───── Input records

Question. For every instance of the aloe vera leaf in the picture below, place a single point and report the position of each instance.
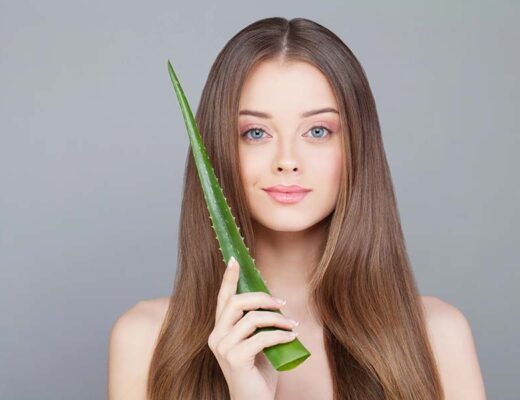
(282, 356)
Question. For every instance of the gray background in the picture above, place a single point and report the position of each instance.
(93, 147)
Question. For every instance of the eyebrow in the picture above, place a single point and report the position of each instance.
(304, 115)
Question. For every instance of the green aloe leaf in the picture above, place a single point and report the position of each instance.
(282, 356)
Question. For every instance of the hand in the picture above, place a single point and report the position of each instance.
(248, 373)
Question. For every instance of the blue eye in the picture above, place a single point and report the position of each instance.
(257, 131)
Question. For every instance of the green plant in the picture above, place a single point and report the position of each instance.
(282, 356)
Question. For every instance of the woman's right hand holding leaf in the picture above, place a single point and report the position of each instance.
(247, 371)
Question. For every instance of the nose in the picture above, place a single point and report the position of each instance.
(286, 159)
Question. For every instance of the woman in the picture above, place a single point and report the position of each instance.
(287, 103)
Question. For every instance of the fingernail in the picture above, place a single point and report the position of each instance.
(280, 301)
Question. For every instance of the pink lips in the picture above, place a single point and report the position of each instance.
(287, 194)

──────────

Output all of the entries verbatim, leaving out any images.

Question. For every instance of the aloe vera leaf in the picture below, place a single point and report the position of each instance.
(282, 356)
Question. For every instance of the gray background in the picture above, place a single point and report the position of each instance.
(93, 147)
Question. For every instance of the eyebrow in the picture above, place a single point and report the position of each instance.
(304, 115)
Question. For every instance of the green aloe leaf in the picture above, place a single point and report the position of each instance.
(282, 356)
Question. For every instance of the hand in the picture above, place a single point and report the position of each instance.
(248, 373)
Question. For every instance of the blue eye in the picture above, place a single point and report the position of each instance.
(257, 131)
Question. For every instance of the green plant in the picture above, place a single point and report the position of each instance.
(282, 356)
Question. For every instance of the woman's right hand holding leaf in the picture above, place a single point and report the position of each instance.
(247, 371)
Question. For every instance of the nose in the picture above, place a single point and report the position of each instance.
(286, 159)
Question. For every instance of the woman in the picture above, place a single point and report the position of each instance.
(287, 103)
Question. For every instance of the fingernail in the picture above, place a single point and report the position of each instance.
(280, 301)
Question. For every instance of the pink lips in the picture above, place a single point and report the position of each instance.
(287, 194)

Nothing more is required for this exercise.